Engineer1 is part of a team which had earlier developed a camera trigger[5] app[6], to remotely control a camera using a smartphone. He is continuously involved in developing applications around the camera component for smartphones which can be downloaded and installed by users themselves. There are several stages of development, each of them handled by different teams. Broadly the development begins with the research and requirements gathering team, they define the work to be done. It is then passed onto the development team who develop the software. The developed software is then tested by a testing team, who test for the accuracy of the functions. The software could have multiple iterations of development and testing before it is finally given to the marketing team for dissemination.

Engineer1 was able to describe the entire cycle of development since he was also overlooking the execution of the complete workflow. Before any new app is developed the research team would identify the potential features or functions that could be built into software which is not already present. Their research includes an in-depth analysis of apps already available in market and information gathered from the Internet regarding the same. The method employed by this team was not exhaustive; they were only looking to develop features that would be new and could be extensively used. The larger goal of the requirements team is to develop a software product that would profit the organization, without much consideration of its social or cultural implications.

Based on the requirements, developers check the feasibility of building the final software. Factors such as hardware abilities, firmware versions, available APIs (hardware and camera manufacturers often offer software to configure the hardware), primarily determine the feasibility of developing the software, apart from the cost and labour considerations. If the project is considered feasible, the development process begins. Most of the development is being done using Object Oriented C or C ++ languages. In some cases, the SDK[7] (software development kit) is provided by the hardware firm. In the process of development, the engineers develop use cases (potential user profile), develop flowchart and information architecture before these artefacts are coded in the necessary programming language[8]. Once developed, the program is compiled into an executable format and tested in a local environment[9] for errors. The primary objective of the development team is to develop a program that can carry out the specified number of functions defined by the requirements team.

Once the development is finalized, the program is given to the testing team to test the features and check its compliance to the requirements determined in the initial phase. The first phase of testing is conducted in a simulated environment, where a computer program behaves like the camera hardware[10]. The software is then tested on the final hardware where it is supposed to be used. The testing team also checks if the software products carries out the specified functions as required or not. A visual expert is consulted once during the testing to get a final approval with regard to the quality of the output. Throughout the process this software is perceived as a product rather than a visual tool. The development is done to build functions that will be used as visual tools in photography. The software product is tested to check if it performs within the stipulated time to produce machine vision that resembles human vision.

Stored data entries
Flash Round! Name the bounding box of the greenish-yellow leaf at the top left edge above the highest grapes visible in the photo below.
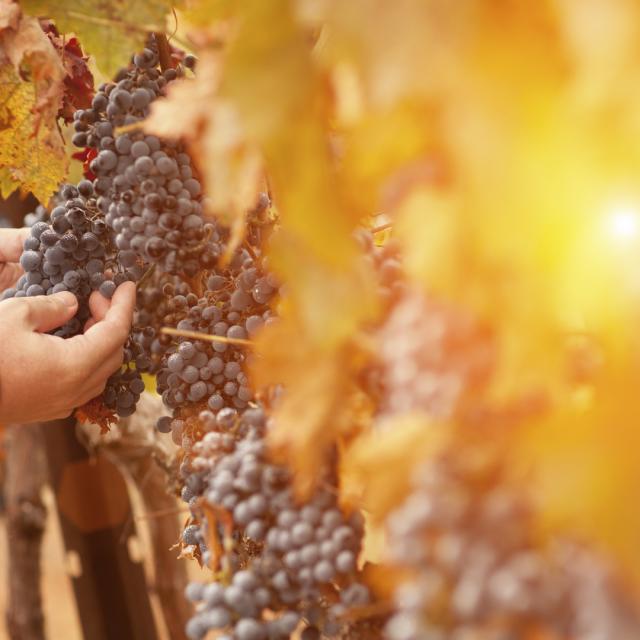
[21,0,174,76]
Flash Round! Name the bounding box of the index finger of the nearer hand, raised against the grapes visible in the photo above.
[67,282,136,368]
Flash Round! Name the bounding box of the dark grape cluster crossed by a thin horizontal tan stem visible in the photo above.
[149,205,278,436]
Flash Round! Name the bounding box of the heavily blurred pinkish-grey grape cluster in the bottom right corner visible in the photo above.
[386,451,640,640]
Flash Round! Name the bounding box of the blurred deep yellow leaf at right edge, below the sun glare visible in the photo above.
[512,356,640,585]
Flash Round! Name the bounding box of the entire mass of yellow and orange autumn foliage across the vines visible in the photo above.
[0,0,640,640]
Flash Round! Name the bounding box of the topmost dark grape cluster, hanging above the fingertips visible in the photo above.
[73,37,210,277]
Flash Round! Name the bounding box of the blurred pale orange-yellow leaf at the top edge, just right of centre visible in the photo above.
[315,0,481,108]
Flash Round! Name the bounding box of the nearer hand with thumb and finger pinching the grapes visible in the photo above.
[0,282,136,424]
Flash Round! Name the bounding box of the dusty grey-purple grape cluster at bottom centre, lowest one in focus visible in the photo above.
[183,407,370,640]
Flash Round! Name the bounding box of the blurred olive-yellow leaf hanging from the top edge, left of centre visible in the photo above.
[220,0,357,268]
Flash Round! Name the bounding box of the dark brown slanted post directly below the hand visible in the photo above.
[43,419,157,640]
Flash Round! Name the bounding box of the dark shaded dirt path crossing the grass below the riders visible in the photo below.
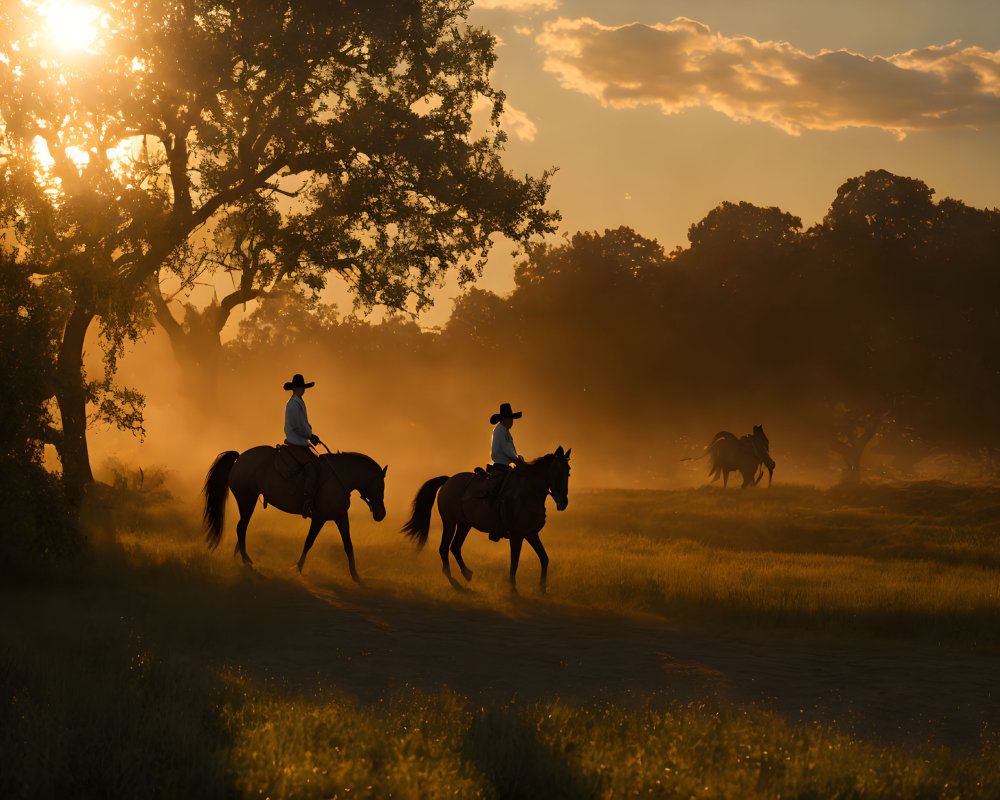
[180,568,1000,748]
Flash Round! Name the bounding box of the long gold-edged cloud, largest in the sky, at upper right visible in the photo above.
[536,17,1000,137]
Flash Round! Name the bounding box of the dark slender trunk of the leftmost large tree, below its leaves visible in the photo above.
[56,305,94,498]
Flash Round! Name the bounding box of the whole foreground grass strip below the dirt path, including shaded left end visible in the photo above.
[0,628,1000,798]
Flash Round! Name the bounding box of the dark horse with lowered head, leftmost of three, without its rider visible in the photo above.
[204,445,389,583]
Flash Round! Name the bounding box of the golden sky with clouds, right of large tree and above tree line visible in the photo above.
[376,0,1000,324]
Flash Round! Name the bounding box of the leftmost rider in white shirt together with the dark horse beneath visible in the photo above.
[204,375,389,581]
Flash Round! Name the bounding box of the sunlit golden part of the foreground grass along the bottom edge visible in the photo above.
[229,693,1000,798]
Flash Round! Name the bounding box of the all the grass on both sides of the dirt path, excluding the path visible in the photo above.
[0,478,1000,798]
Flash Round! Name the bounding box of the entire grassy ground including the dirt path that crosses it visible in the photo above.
[0,484,1000,798]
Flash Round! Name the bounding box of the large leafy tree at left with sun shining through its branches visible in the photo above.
[0,0,555,484]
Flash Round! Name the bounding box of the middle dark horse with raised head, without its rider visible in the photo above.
[403,445,572,593]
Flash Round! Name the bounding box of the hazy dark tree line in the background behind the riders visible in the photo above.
[219,170,1000,485]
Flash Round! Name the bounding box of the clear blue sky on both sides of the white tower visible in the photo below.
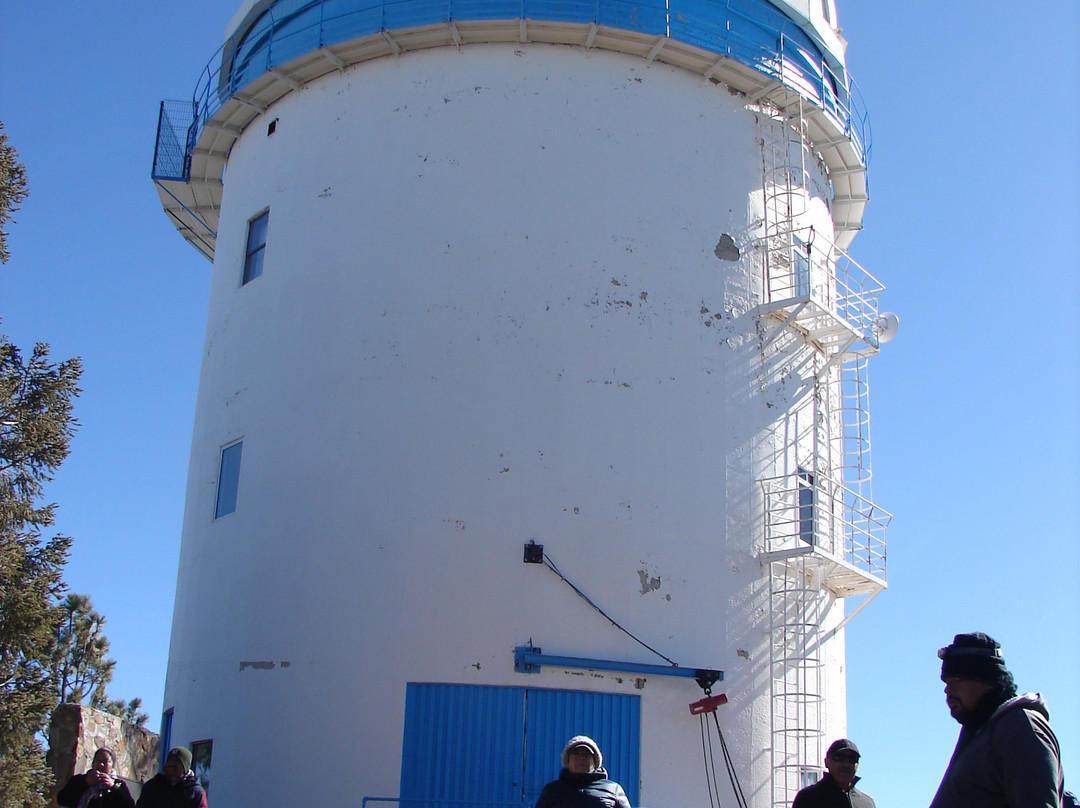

TASK LIST:
A. Please summarize the camera app development passage in two sentences.
B. Rewrite the camera app development passage starting with "Engineer1 is part" and going on through "team for dissemination.", using "sales team" in place of "marketing team".

RESULTS IN ORDER:
A. Engineer1 belongs to a team that builds smartphone camera applications, which move through research and requirements gathering, development, and testing by separate teams before reaching marketing. The research team looks for new, widely usable features that would profit the organization, developers check feasibility and code the software, and testers check it in a simulated environment and on the final hardware against the requirements.

B.
Engineer1 is part of a team which had earlier developed a camera trigger[5] app[6], to remotely control a camera using a smartphone. He is continuously involved in developing applications around the camera component for smartphones which can be downloaded and installed by users themselves. There are several stages of development, each of them handled by different teams. Broadly the development begins with the research and requirements gathering team, they define the work to be done. It is then passed onto the development team who develop the software. The developed software is then tested by a testing team, who test for the accuracy of the functions. The software could have multiple iterations of development and testing before it is finally given to the sales team for dissemination.